> [What needs to be done] Copy out every one of the rows below word for word, but leave the pictures out.

> [Data for processing]
* start *
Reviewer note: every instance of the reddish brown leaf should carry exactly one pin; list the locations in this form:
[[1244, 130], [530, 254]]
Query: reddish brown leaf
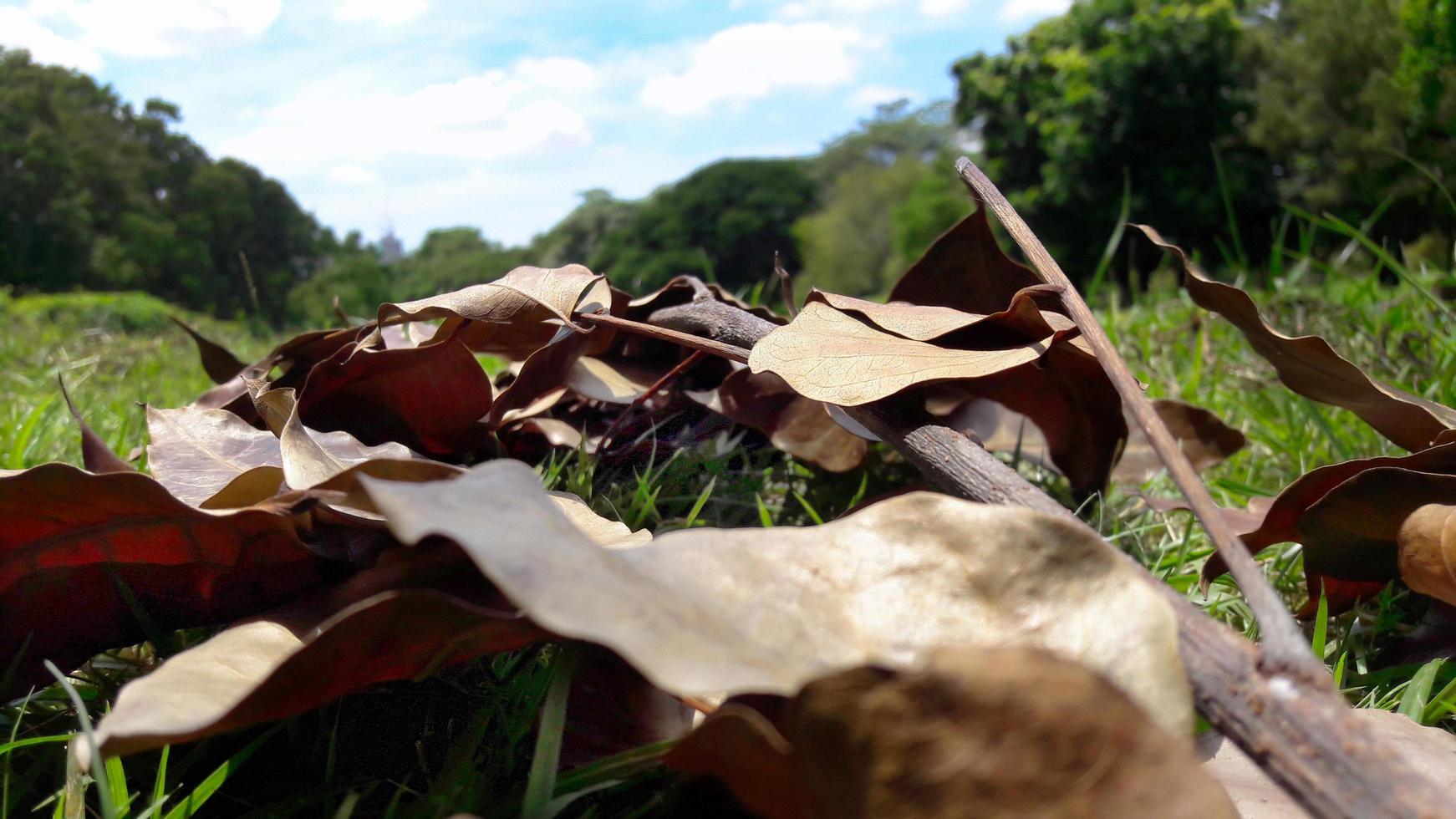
[[95, 453], [1428, 546], [430, 399], [219, 363], [72, 540], [794, 424], [1067, 393], [1312, 369], [965, 269], [1280, 521]]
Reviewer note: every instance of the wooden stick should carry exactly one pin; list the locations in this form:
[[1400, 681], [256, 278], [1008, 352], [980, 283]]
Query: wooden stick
[[1285, 646], [665, 335], [1303, 735]]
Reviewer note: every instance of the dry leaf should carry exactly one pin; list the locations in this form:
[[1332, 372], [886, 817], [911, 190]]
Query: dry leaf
[[1426, 751], [376, 628], [708, 611], [1312, 369], [979, 732], [217, 361], [73, 538], [830, 357], [1428, 552], [1067, 394], [430, 399], [794, 424], [513, 316], [1280, 521]]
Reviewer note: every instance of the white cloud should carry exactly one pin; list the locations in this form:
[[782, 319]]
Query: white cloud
[[353, 175], [1024, 9], [498, 114], [753, 60], [384, 12], [873, 95], [944, 8], [158, 28], [18, 29]]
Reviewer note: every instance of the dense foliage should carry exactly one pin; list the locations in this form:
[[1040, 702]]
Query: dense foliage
[[1212, 112], [99, 196]]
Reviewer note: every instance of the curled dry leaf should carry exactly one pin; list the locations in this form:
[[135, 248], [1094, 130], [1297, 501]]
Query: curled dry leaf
[[979, 732], [76, 546], [708, 611], [794, 424], [1312, 369], [513, 316], [96, 455], [430, 399], [1428, 550], [217, 361], [1067, 393], [382, 624], [1279, 520], [1202, 435], [829, 355], [1426, 751]]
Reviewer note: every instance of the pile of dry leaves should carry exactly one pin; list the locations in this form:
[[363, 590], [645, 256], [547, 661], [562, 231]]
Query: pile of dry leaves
[[357, 508]]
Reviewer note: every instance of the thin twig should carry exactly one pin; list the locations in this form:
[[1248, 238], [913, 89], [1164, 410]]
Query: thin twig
[[1283, 646], [785, 286], [664, 335]]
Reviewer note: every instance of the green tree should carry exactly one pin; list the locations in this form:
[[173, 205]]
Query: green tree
[[724, 220], [95, 194], [1143, 90], [580, 233], [1357, 105]]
* end *
> [Output of the task]
Reviewer note: every instance of the reddish brown leaf should carry exactly one pin; list the locations in this form:
[[1244, 130], [530, 254]]
Query: reddish brown leaf
[[95, 453], [1428, 546], [430, 399], [219, 363], [72, 540], [794, 424], [1067, 393], [1312, 369], [965, 269], [1280, 521]]
Reviewer note: every instance of the wooden stick should carry exactly one pin; list the locations in this form:
[[1400, 681], [256, 278], [1008, 352], [980, 283]]
Query: wooden stick
[[1285, 646], [665, 335], [1303, 735]]
Reviewer note: every instance of the dry leaf should carry exactly one pin; list the locations in this form:
[[1332, 372], [886, 817], [911, 190]]
Query: dry leaf
[[1426, 751], [376, 628], [708, 611], [1312, 369], [979, 732], [217, 361], [73, 538], [830, 357], [1428, 552], [1067, 394], [430, 399], [794, 424], [513, 316], [1280, 521]]
Reviewer note: every instance of the white cloud should carry exactly one pin; list the locations in this form:
[[782, 319]]
Query: white cloud
[[353, 175], [1024, 9], [498, 114], [753, 60], [384, 12], [873, 95], [944, 8], [158, 28], [18, 29]]
Reviewer note: every instance of the dense foliage should carry exactly one pin; list the locations in this form:
[[1040, 702]]
Query: dense foliage
[[1212, 112], [99, 196]]
Reviewer note: every instance of the curled dry leaf should carry exactly one pin; list the locations in this form:
[[135, 248], [1094, 130], [1297, 501]]
Query: curled dry leaf
[[979, 732], [76, 546], [708, 611], [794, 424], [1312, 369], [513, 316], [96, 455], [430, 399], [1428, 550], [217, 361], [1067, 393], [382, 624], [1279, 520], [1202, 435], [829, 355], [1426, 751]]
Reviewer note: every instance of the pile of dry leaves should carry exactly one pin; list the locations in this form:
[[363, 590], [645, 256], [547, 661], [562, 231]]
Query: pile of dry leaves
[[357, 508]]
Reviewer note: every instance of the thin twig should carry exactly one pin; list the locations in this form:
[[1248, 238], [913, 89], [1164, 410]]
Query: thin twig
[[1283, 646], [785, 286], [664, 335]]
Reviewer note: every instance of the green tree should carry exactly one pin; list the locations in this form:
[[173, 205]]
Query: green tree
[[724, 220], [95, 194], [1143, 90], [580, 233], [1357, 105]]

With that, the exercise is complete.